## Selected excerpt
Bad Girls Road Trip is an American reality television series which aired on Oxygen from June 12, 2007, to July 24, 2007. It is the first spin-off of Bad Girls Club. Bad Girls Road Trip stars season one alumni Zara Sprankle, Aimee Landi, and Leslie Ramsue, who tour their respective hometowns, search for casting opportunities for the second season of Bad Girls Club as well as visiting some of their former housemates.

Cast

Main
Zara Sprankle is one of the original Bad Girls and one of the three to make it the whole season. She was known for several dramatic episodes.
Leslie Ramsue is one of the original Bad Girls. She didn't make it the whole season, but was seen in the season one finale of the show. She was known for her career as a stripper as well as her friendship with housemate Ty.
Aimee Landi is one of the original Bad Girls and like Zara, was one of the three to make it the whole season.

Guest
DeAnn appeared in the first episode of Road Trip along with Kerry. DeAnn moved in the Bad Girls House after Ripsi was kicked out.

## Task objective
Pull out the passage on Bad Girls Road Trip word for word, from "Leslie Ramsue is" to "with housemate Ty.". The items play no part in this.

## Data
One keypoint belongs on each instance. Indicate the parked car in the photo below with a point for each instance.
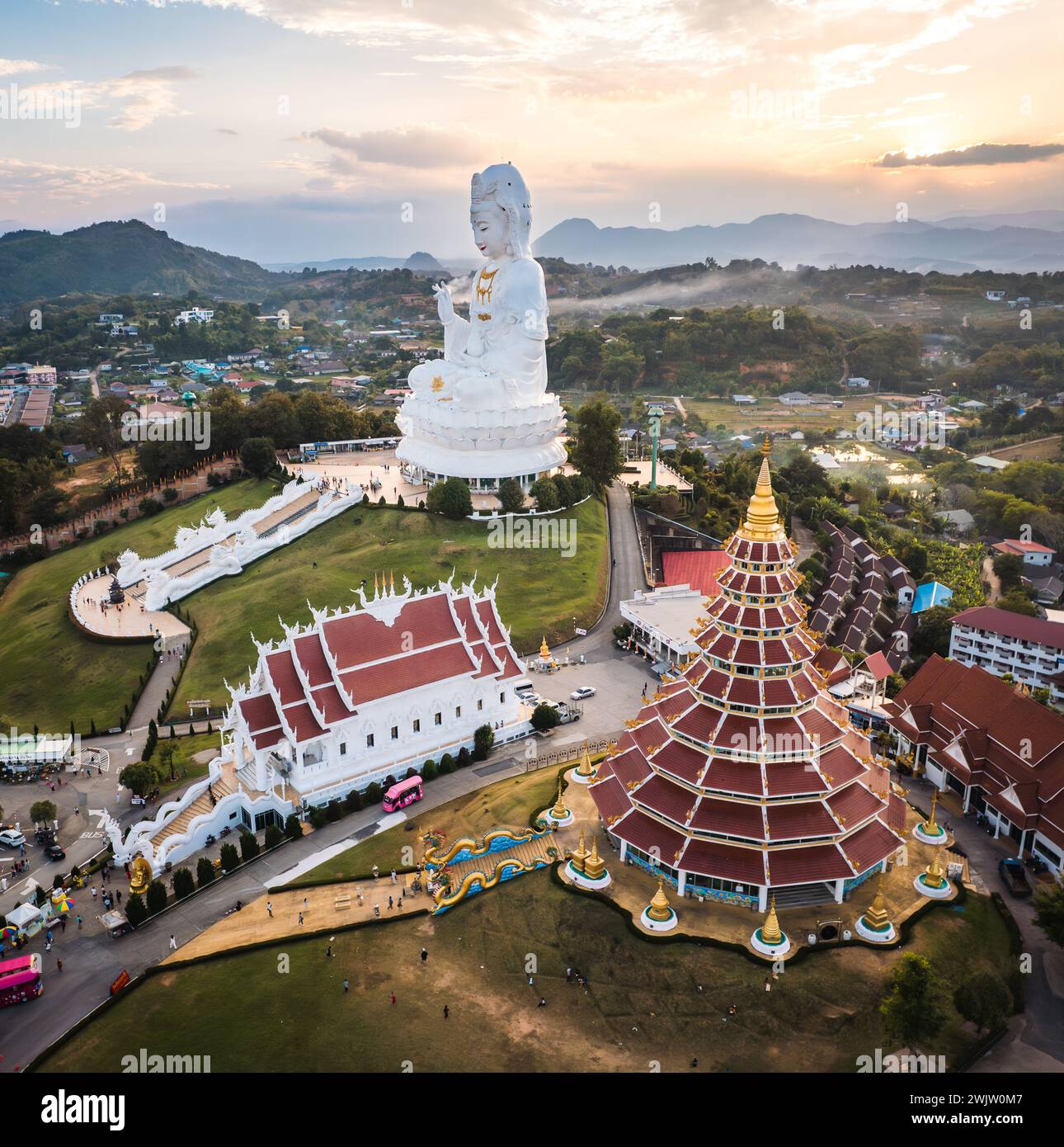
(1014, 876)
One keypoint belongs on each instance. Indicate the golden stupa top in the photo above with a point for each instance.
(763, 514)
(770, 930)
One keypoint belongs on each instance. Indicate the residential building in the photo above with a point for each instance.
(1001, 752)
(1032, 553)
(1000, 641)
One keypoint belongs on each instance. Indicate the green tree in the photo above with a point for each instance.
(511, 496)
(450, 498)
(597, 453)
(184, 885)
(546, 494)
(258, 455)
(135, 911)
(1049, 912)
(483, 741)
(139, 778)
(984, 999)
(40, 811)
(913, 1011)
(156, 897)
(544, 718)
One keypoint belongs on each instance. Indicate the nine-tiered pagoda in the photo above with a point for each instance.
(743, 778)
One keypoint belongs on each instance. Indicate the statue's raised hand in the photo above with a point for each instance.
(444, 305)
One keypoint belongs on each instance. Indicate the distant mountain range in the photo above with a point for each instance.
(960, 243)
(116, 258)
(420, 261)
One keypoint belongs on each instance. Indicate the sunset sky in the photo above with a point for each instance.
(299, 129)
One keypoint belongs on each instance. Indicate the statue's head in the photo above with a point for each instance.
(500, 212)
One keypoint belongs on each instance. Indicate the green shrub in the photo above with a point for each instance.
(156, 897)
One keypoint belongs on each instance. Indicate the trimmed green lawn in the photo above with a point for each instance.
(49, 673)
(539, 591)
(648, 1003)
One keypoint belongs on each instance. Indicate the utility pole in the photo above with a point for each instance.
(655, 413)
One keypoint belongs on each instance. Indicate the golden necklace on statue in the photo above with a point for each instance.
(484, 286)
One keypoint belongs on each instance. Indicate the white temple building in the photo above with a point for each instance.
(355, 696)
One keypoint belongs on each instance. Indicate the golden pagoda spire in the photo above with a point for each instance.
(770, 930)
(763, 515)
(878, 917)
(594, 867)
(579, 856)
(929, 826)
(659, 909)
(585, 768)
(935, 874)
(560, 812)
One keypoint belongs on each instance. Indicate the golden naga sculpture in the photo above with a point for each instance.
(659, 909)
(770, 930)
(594, 867)
(140, 876)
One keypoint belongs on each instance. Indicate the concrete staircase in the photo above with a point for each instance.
(202, 805)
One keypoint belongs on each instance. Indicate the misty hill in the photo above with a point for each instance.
(793, 238)
(420, 262)
(118, 258)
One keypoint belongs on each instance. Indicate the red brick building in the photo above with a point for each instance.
(998, 749)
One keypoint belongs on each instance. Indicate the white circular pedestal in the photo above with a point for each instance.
(652, 925)
(872, 935)
(501, 462)
(765, 949)
(920, 835)
(936, 894)
(582, 881)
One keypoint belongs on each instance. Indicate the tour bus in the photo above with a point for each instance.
(403, 794)
(20, 979)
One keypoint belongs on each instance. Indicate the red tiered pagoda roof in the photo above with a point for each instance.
(743, 767)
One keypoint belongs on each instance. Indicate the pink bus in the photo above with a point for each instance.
(20, 979)
(403, 794)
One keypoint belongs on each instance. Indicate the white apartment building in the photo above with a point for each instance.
(1001, 643)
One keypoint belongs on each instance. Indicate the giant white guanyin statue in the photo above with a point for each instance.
(483, 411)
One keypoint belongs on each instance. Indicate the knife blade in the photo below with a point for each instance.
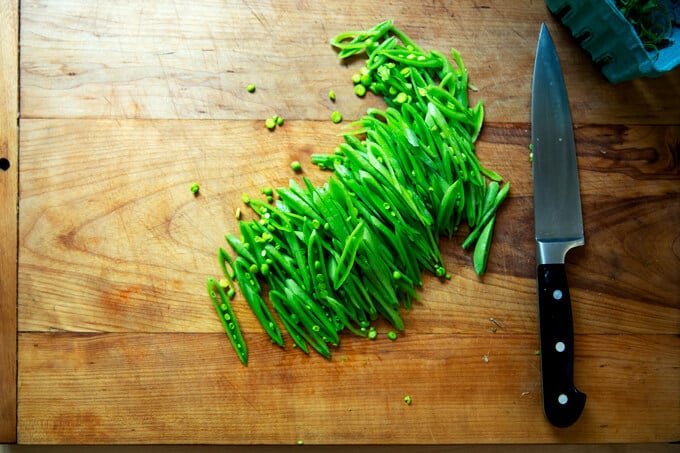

## The reply
Leslie Ramsue is one of the original Bad Girls. She didn't make it the whole season, but was seen in the season one finale of the show. She was known for her career as a stripper as well as her friendship with housemate Ty.